- **Documento de origem**:
──────────

Internacional

Caos na fronteira

Revogação da restrição imposta na Covid faz disparar a travessia ilegal e agrava a crise migratória nos EUA. O presidente Biden tenta se equilibrar entre os eleitores latinos e os extremistas, que querem barrar estrangeiros

Crédito: ALFREDO ESTRELLA

SOB RISCO Famílias deixam Matamoros, pelo Rio Bravo, para entrar nos EUA (Crédito: ALFREDO ESTRELLA)

Sonhar com uma vida melhor empurra multidões a cidades fronteiriças do México com os EUA há décadas. Agora essa onda humana voltou a ocupar maciçamente postos-chave como Ciudad Juarez e Tijuana: imagens revelam pelo menos 10 mil pessoas por dia tentando transpor ilegalmente a barreira do pesadelo vivido em países da América do Sul e do Caribe, ou mesmo na Síria ou na China. Mas a tragédia só mostra suas dimensões, de fato, pelos relatos de famílias sobre a travessia de centenas de quilômetros em ônibus e caminhões precários, ou a pé, enfrentando matas fechadas, rios, assaltos, fome, e encontrando mortos pelo caminho. Encarar perigos e sacrifícios para chegar à fronteira e se postar à espreita de brechas para entrar nos EUA é melhor do que a vida que deixaram para trás.
Segundo dados oficiais, mais de 2,3 milhões tentaram entrar ilegalmente nos EUA em 2022, sobre 1,7 milhão em 2021 e 450 mil em 2020 (ano do auge do lockdown em todo o mundo). Em 2023, esse fluxo aumentou à medida que se aproximava o vencimento do Título 42, lei federal para emergências acionada por Donald Trump em março de 2020, sob a justificativa da Covid-19. Foi uma maneira dura de brecar a entrada de ilegais, o que levou a administração até a colocar em “gaiolas” quase 4 mil crianças, separadas de seus pais.

DESAFIO Passar pelo arame farpado é a alternativa para chegar a El Paso, no Texas (Crédito:JOHN MOORE)

──────────

- **Dados fornecidos**:

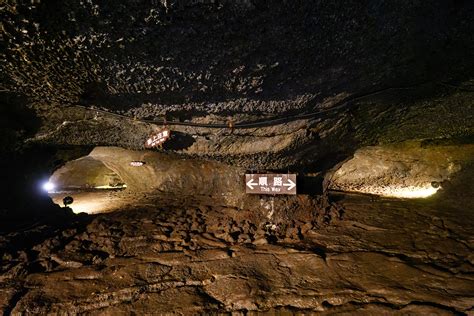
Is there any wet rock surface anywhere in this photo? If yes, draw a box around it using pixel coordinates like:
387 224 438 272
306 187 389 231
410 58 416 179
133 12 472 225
0 0 474 170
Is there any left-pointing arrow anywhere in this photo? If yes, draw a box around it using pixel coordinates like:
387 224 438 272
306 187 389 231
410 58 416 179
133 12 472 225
283 179 296 191
247 179 257 190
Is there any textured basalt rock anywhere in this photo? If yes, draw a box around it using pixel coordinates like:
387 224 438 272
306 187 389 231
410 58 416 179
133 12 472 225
1 0 474 169
0 0 474 315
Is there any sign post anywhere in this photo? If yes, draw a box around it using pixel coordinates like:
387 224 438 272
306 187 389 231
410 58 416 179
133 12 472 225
245 173 296 195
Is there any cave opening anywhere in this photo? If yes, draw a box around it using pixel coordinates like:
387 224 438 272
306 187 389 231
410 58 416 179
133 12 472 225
43 156 127 214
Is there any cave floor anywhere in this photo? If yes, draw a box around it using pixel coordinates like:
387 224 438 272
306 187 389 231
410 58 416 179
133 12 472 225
0 189 474 315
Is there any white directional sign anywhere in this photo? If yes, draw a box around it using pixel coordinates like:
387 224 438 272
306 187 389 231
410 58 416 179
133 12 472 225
245 174 296 195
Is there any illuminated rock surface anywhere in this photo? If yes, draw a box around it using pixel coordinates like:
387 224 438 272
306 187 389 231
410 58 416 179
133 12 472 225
0 0 474 315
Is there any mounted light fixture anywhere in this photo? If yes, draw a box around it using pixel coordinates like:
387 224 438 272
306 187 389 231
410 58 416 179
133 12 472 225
42 181 56 192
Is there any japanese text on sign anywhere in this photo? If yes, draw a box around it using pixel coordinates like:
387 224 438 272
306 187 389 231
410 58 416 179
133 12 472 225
145 129 171 148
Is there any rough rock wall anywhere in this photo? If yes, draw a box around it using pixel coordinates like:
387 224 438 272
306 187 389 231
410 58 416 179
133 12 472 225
1 0 474 168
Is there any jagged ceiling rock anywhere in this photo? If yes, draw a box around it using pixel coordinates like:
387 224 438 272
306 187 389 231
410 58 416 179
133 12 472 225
2 0 474 169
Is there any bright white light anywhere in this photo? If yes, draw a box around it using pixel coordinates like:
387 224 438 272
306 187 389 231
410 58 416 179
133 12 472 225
43 181 56 192
356 184 440 199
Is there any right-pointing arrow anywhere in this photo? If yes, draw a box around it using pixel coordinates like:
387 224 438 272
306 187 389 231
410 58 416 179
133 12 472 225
247 179 257 190
283 179 296 191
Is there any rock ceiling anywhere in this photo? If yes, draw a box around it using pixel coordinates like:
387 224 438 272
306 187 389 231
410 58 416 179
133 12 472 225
1 0 474 169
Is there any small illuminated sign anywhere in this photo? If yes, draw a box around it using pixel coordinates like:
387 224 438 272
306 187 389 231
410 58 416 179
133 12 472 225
145 128 171 148
245 174 296 195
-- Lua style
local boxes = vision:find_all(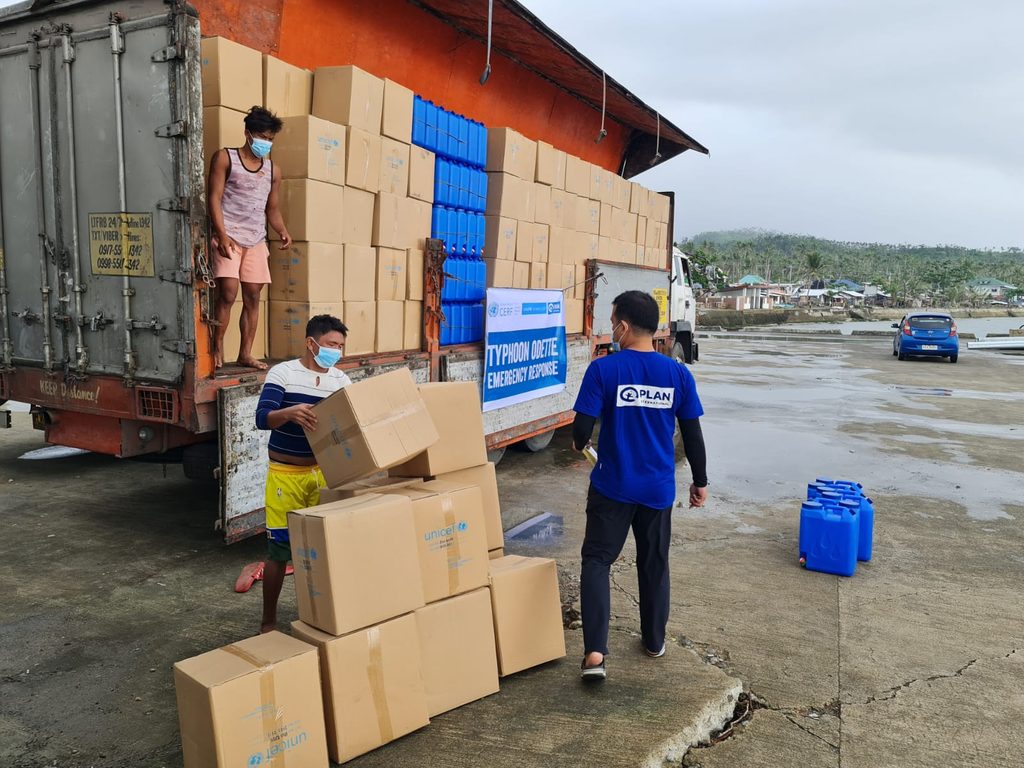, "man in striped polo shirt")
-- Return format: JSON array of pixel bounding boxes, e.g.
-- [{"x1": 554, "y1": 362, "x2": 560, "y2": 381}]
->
[{"x1": 256, "y1": 314, "x2": 352, "y2": 632}]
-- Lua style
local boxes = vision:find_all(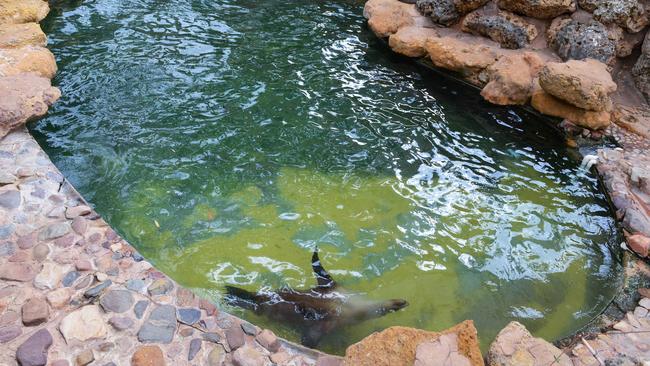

──────────

- **Item da tarefa 1**: Condense em tópicos o parágrafo da reportagem sobre a crise migratória que começa com "Segundo dados oficiais", preservando os fatos principais.
- **Item da tarefa 2**: Prossiga com a reportagem sobre a crise migratória a partir do último trecho apresentado.
Os registros não têm relação com a reportagem sobre a crise migratória.

- **Resultado esperado 1**:
- Tentativas de entrada ilegal nos EUA, segundo dados oficiais: 450 mil em 2020 (auge do lockdown), 1,7 milhão em 2021 e mais de 2,3 milhões em 2022.
- Em 2023, o fluxo cresceu à medida que se aproximava o vencimento do Título 42, lei federal para emergências acionada por Donald Trump em março de 2020 sob a justificativa da Covid-19.
- A medida barrou com dureza a entrada de ilegais e levou a administração a colocar em "gaiolas" quase 4 mil crianças separadas dos pais.

- **Resultado esperado 2**:
Desde dezembro passado várias centenas de migrantes já se empurravam na fronteira. Drones registraram grupos que chegaram a atravessar, como uma família venezuelana, 3,2 mil quilômetros por nove países, incluindo a perigosíssima floresta cerrada de Darién, na fronteira da Colômbia com o Panamá e que liga a América do Sul à Central. Acampamentos precários continuaram se espalhando e um incêndio em 30 de março deixou 39 mortos no Centro de Detenção de Imigrantes em Ciudad Juárez. Do lado americano, cidades como El Paso declararam estado de emergência.

No início deste mês, o caos tomou conta de vez da fronteira, pela iminência do 11 de maio, quando o Título 42 deixaria de vigorar. A suspensão foi determinada pelo presidente Joe Biden, em vista do fim da pandemia ter sido decretado pela Organização Mundial da Saúde (OMS).

Teoria e prática

Ele havia costurado, de antemão, acordo com o colega mexicano López Obrador para que o vizinho recebesse migrantes da Venezuela, Nicarágua, Cuba e Haiti barrados pelos EUA. Biden quer a atualização do Título 8, que regulariza a imigração, mas por enquanto ao menos 35 mil pessoas que entregaram as NTAs (Note to Appear), primeiro passo para o pedido de asilo, aguardam meses por audiências que devem ser marcadas por juízes. O presidente já reclamava, em janeiro, dos republicanos que barraram no Congresso seu plano com US$ 3,5 bilhões em fundos para segurança de fronteira e contratação de mais 2 mil agentes e 100 juízes da imigração.

“O sistema de imigração dos EUA está quebrado”, diz Rodrigo Amaral, professor de Relações Internacionais da PUC-SP. “É um problema que remonta ao presidente Dwight Eisenhower [1953-1961], quando dois milhões de pessoas foram deportadas com a Operação Costas Molhadas, uma referência pejorativa a mexicanos que atravessavam rios a nado para entrar nos EUA.” A última grande lei sobre o tema aprovada ainda é de 1986, sob Ronald Reagan, explica o professor, quando 3,5 milhões de imigrantes se viram deportados, com outros 3,5 milhões legalizados.

Segundo Rodrigo, Donald Trump deportou 2,8 milhões em 40 meses, enquanto Joe Biden quer atualizar o Título 8 (aprovado por Barack Obama, do qual Biden era vice), expandindo condições para solicitação de asilo. “Mas ele não conta com congressistas suficientes para implantar legislação migratória mais aberta. E o principal fator se chama Trump, que mantém a retórica anti-imigração extremamente agressiva. Esse discurso alimenta a população xenófoba, que acredita em empregos roubados e entrada de traficantes, que tem raiva e medo de imigrantes.”

ANNA MONEYMAKER

“Sei que [a imigração] é um tema complicado. Não quero fingir que seja fácil”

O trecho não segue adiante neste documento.